# WHAT IS BEING ASKED:
Continue the news article below on rising food prices and local production from where it stops.

# TEXT:
===============

A grocery cart full of goods in a supermarket

As the effects of COVID-19 continues to adversely impact international food prices and drive up the price of goods locally—the Ministry of Trade and Industry (MTI) is urging nationals to expand local production efforts to reduce their grocery bills.

In a release yesterday, the MTI acknowledged that “The increase in food prices comes at a time when many households are experiencing economic difficulties as a result of the impact of the COVID-19 pandemic.”

However, they said while these increases are driven entirely by international factors, “It is an opportunity to expand our thrust towards increasing local food production which can be assisted by increased demand by consumers for locally produced goods.”

According to the Food and Agriculture Organization (FAO) Food Price Index (FPI), food prices are 40 per cent higher in 2021, than they were for the same period in 2020.

The MTI reported during the period July to December 2020, food price inflation averaged 2.5 per cent globally, which was driven primarily by an increase in the price of vegetables and vegetable oils, recording an average of 7.36 per cent over the six-month period.

This was followed by cereals which registered a price increase of 3.2 per cent during the same period.

Over the period January to June 2021, global food price inflation nudged up slightly averaging 2.68 per cent compared to an average of -1.3 per cent over the corresponding period January to June 2020.

===============

# GIVEN RECORDS:
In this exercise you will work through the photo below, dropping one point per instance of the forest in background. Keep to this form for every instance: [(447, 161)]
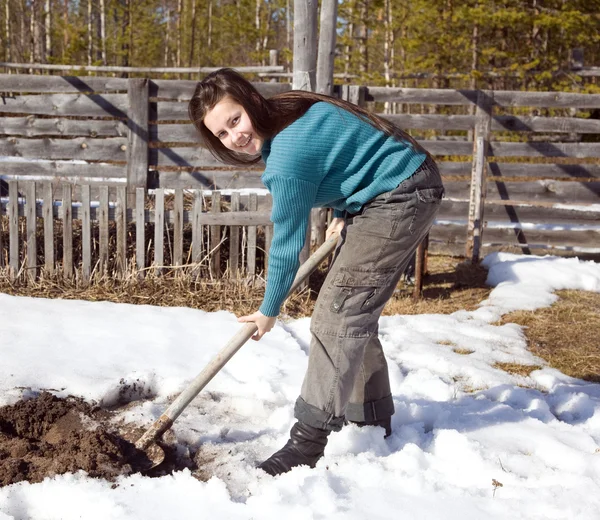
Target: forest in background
[(499, 44)]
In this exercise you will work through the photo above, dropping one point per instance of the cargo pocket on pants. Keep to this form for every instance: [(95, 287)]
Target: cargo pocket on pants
[(356, 292)]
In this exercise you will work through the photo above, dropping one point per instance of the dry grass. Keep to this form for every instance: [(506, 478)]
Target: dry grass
[(516, 368), (566, 333)]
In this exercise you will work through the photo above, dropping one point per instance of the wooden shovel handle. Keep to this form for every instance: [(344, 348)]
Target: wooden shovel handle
[(166, 420)]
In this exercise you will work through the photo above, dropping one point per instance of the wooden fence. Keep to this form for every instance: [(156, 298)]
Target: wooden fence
[(160, 230), (519, 171)]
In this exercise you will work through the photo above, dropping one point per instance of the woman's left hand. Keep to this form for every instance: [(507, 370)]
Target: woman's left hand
[(262, 322)]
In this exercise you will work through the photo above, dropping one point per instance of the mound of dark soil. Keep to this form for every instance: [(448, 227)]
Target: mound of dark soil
[(47, 436)]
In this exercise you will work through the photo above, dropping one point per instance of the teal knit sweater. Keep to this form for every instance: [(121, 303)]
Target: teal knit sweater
[(328, 157)]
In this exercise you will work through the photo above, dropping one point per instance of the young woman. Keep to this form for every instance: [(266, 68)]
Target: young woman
[(385, 191)]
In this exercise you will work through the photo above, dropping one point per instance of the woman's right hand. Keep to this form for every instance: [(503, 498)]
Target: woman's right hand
[(336, 226)]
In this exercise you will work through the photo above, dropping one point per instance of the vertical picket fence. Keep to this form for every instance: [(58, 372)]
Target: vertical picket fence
[(45, 228)]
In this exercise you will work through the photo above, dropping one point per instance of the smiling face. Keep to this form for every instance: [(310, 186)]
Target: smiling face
[(229, 122)]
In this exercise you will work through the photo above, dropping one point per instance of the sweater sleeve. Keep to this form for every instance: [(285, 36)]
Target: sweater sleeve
[(292, 201)]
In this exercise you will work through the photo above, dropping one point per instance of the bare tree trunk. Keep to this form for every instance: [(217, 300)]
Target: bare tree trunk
[(7, 48), (90, 33), (474, 68), (288, 29), (305, 44), (387, 49), (103, 30), (209, 31), (47, 31), (327, 36), (288, 25), (22, 37), (65, 28), (193, 39), (167, 10), (362, 37), (125, 30), (348, 48), (130, 23), (257, 24), (265, 40), (179, 35), (36, 36)]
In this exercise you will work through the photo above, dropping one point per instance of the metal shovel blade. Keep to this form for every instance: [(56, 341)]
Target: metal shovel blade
[(165, 421)]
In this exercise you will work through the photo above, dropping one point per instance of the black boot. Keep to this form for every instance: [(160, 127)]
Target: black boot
[(305, 447), (386, 424)]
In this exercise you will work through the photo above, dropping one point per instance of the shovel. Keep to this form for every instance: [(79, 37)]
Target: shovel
[(147, 442)]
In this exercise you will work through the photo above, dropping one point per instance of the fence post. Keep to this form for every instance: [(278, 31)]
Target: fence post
[(138, 136), (30, 212), (481, 139), (13, 228), (273, 61)]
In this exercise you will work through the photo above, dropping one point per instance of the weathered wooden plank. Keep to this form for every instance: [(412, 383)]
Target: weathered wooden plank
[(215, 237), (269, 233), (67, 218), (13, 228), (447, 147), (511, 169), (544, 149), (251, 254), (499, 123), (483, 117), (137, 123), (140, 231), (159, 226), (34, 127), (103, 228), (182, 90), (1, 236), (86, 233), (190, 156), (96, 105), (197, 232), (48, 216), (518, 237), (31, 218), (505, 149), (178, 228), (234, 240), (207, 180), (121, 218), (174, 133), (239, 218), (543, 191), (49, 84), (64, 172), (505, 211), (81, 148), (503, 98)]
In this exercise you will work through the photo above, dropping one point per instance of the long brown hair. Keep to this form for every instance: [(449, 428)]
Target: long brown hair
[(268, 116)]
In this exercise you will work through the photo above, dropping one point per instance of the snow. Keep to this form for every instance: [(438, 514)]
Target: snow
[(460, 423)]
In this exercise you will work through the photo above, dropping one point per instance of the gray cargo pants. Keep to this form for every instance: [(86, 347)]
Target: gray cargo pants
[(347, 376)]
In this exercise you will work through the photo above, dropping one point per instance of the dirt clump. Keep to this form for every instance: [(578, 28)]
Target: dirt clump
[(48, 436)]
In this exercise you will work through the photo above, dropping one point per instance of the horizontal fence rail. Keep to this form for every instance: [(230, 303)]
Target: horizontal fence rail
[(43, 226), (521, 170)]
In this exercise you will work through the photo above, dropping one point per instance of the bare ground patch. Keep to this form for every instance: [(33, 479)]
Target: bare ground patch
[(565, 334)]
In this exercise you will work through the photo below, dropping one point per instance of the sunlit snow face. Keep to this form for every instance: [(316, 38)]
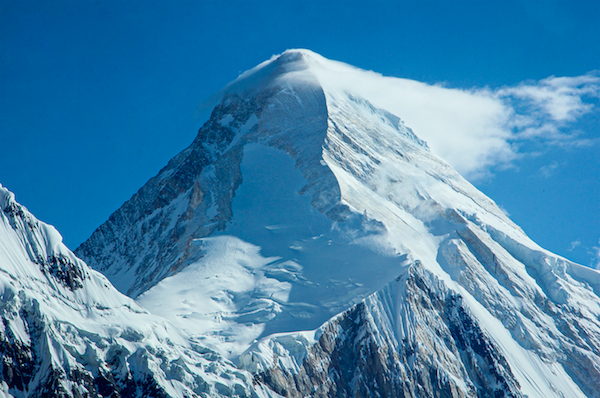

===============

# EXERCISE RESULT:
This was also driven mainly by vegetable and vegetable oil prices increasing by 4.4 per cent, followed by sugar which increased by 3.4 per cent during the same period.

Notably, the increase in food prices during the second half of 2020 onwards into 2021, was due to the rebound in global demand, as countries reopened their economies and lifted their COVID-19 restrictions.

Secondly, the increase in prices was attributed to drought and extreme weather conditions in many producing countries, such as Brazil, the United States, Canada and several countries in Europe such as Germany.

According to the monthly food inflation data from the Central Bank of T&T (CBTT), food price inflation fluctuated over the period October 2020 to April 2021.

The MTI said it recently undertook an assessment of the movement (upward/downward/constant) of food prices from January to July 2021 and admitted, “The price of several items have increased to varying degrees over this period most notably soya bean oil, peas and beans, garlic, oats and other items.”

Outlining the Government’s response to rising food prices, the MTI assured, “Government has been proactively monitoring and addressing rising food prices, as far as possible, through targeted interventions including addressing the supply-side constraints of manufacturers and importers and effective price monitoring mechanisms for selected goods and services.”

Assuring that Government is committed to boosting agriculture output locally, the MTI said, “Government is currently implementing a $500 million Agriculture Stimulus Package. Funding from the Programme will support the rapid expansion in production and marketing of selected high-demand commodities with short production cycles such as vegetables, legumes, roots and tubers, grains, fruits and small livestock. It will also focus on developing adequate quality seeds and alternative feedstock. Land issues (such as land tenure and access to idle state lands) are also being addressed. The Programme will facilitate increased output from the Agriculture sector thereby lowering the food import bill, reducing prices and boosting output of locally produced agriculture in the short to medium term.”